> **GOAL**:
Answer these from the BOOT.spattemp documentation below:
(a) What two bandwidths does the function provide?
(b) What is the default value of sres in the usage line?
(c) What does the function use for the temporal limits if tlim is not supplied?

# Start of QUOTED PASSAGE

BOOT.spattemp: Bootstrap bandwidths for a spatiotemporal kernel density...
In tilmandavies/sparr: Spatial and Spatiotemporal Relative Risk
View source: R/BOOT.spattemp.R
BOOT.spattemp R Documentation
Bootstrap bandwidths for a spatiotemporal kernel density estimate
Description
Bandwidth selection for standalone spatiotemporal density/intensity based on bootstrap estimation of the MISE, providing an isotropic scalar spatial bandwidth and a scalar temporal bandwidth.
Usage
BOOT.spattemp(pp, tt = NULL, tlim = NULL, eta = NULL, nu = NULL,
sedge = c("uniform", "none"), tedge = sedge, ref.density = NULL,
sres = 64, tres = sres, start = NULL, verbose = TRUE)
Arguments
pp
An object of class ppp giving the spatial coordinates of the observations to be smoothed. Possibly marked with the time of each event; see argument tt.
tt
A numeric vector of equal length to the number of points in pp, giving the time corresponding to each spatial observation. If unsupplied, the function attempts to use the values in the marks attribute of the ppp.object in pp.
tlim
A numeric vector of length 2 giving the limits of the temporal domain over which to smooth. If supplied, all times in tt must fall within this interval (equality with limits allowed). If unsupplied, the function simply uses the range of the observed temporal values.

# End of QUOTED PASSAGE
# Start of PROVIDED RECORDS

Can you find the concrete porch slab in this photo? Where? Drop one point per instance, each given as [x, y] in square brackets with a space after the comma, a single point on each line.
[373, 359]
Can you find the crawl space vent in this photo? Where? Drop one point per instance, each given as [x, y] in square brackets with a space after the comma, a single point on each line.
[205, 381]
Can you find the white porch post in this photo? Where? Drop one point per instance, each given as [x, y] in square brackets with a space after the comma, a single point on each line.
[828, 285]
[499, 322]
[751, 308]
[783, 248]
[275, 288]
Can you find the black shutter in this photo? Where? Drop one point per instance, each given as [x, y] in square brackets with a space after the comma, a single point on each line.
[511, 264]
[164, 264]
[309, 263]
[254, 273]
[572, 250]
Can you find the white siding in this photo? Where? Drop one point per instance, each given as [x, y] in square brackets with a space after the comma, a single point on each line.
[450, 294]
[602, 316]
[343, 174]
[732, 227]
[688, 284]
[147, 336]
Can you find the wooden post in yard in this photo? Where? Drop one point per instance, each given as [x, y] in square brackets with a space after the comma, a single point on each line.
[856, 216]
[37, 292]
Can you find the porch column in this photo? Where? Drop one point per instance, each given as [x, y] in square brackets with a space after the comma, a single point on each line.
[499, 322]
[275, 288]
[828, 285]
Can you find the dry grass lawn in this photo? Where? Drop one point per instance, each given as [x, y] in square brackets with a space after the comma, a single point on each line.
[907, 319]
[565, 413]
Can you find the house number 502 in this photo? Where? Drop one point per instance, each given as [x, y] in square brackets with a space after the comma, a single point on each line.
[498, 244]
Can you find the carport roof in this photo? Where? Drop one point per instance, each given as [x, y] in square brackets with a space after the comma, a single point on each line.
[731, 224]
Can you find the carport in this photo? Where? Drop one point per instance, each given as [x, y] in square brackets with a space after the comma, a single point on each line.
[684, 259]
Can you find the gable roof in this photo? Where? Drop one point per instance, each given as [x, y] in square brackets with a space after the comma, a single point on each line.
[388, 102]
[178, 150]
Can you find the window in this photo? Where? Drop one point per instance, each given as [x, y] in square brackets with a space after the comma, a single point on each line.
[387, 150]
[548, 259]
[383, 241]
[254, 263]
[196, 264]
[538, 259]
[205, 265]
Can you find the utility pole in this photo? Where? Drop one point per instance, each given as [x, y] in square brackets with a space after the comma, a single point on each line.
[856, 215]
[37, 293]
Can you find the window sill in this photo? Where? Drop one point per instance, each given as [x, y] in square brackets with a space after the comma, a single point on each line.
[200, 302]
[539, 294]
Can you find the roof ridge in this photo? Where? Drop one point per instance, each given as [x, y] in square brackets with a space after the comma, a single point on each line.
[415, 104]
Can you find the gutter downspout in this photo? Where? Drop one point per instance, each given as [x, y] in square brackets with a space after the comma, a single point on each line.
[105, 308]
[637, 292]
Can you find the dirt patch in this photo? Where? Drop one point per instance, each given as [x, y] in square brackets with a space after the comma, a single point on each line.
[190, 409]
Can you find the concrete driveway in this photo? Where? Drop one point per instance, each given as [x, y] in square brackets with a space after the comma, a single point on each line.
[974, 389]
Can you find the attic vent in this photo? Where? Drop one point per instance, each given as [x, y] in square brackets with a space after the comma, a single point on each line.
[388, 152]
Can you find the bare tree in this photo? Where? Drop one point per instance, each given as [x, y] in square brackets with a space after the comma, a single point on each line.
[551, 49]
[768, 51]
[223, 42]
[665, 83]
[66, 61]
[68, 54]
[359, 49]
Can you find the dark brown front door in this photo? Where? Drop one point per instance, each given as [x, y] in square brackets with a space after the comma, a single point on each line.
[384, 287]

# End of PROVIDED RECORDS
# Start of PROVIDED RECORDS

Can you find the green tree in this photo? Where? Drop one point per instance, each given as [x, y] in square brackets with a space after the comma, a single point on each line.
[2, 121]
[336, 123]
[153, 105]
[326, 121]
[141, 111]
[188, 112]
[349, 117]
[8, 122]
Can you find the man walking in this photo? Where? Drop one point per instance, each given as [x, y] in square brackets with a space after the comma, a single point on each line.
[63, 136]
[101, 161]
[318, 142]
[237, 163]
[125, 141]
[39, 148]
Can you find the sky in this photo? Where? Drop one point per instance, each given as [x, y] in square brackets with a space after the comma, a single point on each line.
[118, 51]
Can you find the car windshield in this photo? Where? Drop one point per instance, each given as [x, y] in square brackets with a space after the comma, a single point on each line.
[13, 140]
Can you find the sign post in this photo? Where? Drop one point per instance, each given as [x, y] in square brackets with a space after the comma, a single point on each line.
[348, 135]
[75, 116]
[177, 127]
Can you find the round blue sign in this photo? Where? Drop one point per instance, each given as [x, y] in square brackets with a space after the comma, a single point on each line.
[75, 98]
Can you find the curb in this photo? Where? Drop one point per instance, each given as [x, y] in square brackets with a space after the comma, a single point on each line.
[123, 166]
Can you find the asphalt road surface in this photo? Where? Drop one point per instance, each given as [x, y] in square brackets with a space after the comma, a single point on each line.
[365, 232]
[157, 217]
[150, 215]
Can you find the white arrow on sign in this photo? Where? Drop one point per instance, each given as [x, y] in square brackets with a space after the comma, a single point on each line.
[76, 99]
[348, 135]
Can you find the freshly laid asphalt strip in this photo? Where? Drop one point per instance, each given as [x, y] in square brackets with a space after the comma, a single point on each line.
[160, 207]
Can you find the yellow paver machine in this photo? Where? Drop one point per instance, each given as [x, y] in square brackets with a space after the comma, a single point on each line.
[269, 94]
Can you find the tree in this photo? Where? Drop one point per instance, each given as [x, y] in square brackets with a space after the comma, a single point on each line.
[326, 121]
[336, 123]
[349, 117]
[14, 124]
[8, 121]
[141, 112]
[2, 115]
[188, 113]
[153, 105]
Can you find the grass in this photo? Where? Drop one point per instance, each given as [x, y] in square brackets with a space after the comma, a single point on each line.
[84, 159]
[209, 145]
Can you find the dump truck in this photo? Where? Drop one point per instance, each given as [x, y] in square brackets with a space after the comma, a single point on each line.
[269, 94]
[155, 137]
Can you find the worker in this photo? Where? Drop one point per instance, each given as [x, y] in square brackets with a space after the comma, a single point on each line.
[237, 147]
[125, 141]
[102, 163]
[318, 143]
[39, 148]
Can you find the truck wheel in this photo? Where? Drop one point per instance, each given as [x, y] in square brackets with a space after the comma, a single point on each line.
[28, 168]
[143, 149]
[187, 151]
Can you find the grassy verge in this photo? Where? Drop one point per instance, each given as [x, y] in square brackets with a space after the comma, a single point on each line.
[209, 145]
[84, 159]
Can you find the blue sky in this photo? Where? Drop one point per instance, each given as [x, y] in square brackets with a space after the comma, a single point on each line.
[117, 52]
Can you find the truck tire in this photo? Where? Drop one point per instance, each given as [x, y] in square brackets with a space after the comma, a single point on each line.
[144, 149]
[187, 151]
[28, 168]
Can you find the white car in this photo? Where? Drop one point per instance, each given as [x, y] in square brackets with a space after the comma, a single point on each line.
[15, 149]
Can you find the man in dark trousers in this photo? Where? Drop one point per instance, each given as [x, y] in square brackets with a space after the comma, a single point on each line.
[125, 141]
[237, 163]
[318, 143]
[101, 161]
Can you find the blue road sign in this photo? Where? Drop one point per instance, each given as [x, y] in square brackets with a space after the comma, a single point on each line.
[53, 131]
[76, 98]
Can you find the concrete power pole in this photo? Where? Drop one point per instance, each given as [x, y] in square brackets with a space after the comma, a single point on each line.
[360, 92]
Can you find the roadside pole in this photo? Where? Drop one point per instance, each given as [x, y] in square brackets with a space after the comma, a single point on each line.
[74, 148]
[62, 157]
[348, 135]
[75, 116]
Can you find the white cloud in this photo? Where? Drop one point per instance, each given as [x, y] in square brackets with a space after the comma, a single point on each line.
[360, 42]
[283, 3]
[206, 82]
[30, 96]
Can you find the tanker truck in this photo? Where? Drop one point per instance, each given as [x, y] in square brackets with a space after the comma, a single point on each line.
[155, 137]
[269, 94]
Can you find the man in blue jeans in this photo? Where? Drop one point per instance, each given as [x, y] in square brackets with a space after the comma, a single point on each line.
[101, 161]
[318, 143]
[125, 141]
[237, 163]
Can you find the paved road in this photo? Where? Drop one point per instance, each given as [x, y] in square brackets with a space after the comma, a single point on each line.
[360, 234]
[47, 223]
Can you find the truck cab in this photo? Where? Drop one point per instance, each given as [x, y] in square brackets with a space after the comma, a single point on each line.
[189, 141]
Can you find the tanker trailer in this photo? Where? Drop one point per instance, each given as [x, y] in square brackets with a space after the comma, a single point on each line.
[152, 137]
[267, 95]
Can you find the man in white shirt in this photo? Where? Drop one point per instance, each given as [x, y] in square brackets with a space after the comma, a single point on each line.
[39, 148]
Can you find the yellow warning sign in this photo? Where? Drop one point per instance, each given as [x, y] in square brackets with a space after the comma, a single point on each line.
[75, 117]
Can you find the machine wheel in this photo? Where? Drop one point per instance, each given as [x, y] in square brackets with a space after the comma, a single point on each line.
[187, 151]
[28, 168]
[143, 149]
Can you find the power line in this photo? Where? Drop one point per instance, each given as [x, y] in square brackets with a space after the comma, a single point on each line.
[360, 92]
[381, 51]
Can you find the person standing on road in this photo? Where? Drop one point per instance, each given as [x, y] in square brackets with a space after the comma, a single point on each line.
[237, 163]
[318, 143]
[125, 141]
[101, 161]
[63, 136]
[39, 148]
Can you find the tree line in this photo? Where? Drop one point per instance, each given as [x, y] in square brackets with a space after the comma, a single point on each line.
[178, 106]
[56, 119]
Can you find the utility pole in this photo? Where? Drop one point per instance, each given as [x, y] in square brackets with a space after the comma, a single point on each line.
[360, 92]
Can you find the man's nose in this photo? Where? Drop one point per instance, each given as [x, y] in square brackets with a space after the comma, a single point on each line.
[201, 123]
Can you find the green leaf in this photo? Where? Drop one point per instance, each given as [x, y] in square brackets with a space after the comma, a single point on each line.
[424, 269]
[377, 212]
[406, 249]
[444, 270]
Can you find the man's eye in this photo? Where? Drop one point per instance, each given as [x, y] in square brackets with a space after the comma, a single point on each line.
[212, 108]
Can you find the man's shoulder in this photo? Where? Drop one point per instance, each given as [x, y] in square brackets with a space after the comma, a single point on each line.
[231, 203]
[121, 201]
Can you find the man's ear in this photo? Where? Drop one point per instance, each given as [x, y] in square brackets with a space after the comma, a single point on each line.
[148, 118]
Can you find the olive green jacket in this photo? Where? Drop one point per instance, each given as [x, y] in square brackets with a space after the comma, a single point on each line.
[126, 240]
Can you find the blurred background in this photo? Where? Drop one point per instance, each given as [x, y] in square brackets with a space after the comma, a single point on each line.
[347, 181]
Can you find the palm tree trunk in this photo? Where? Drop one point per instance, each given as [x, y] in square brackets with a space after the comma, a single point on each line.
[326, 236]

# End of PROVIDED RECORDS
# Start of PROVIDED RECORDS

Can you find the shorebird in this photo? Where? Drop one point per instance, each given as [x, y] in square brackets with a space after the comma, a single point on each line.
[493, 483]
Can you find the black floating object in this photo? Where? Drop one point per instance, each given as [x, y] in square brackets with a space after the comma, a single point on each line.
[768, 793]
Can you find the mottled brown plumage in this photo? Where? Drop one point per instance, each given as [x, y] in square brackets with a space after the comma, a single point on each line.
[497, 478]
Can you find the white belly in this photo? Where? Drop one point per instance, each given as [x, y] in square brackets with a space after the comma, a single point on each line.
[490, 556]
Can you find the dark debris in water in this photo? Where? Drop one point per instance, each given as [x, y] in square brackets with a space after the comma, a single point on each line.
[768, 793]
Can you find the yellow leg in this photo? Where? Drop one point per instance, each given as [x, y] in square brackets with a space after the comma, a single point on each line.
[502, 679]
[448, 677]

# End of PROVIDED RECORDS

> **TASK RESULT**:
(a) An isotropic scalar spatial bandwidth and a scalar temporal bandwidth.
(b) 64.
(c) The range of the observed temporal values.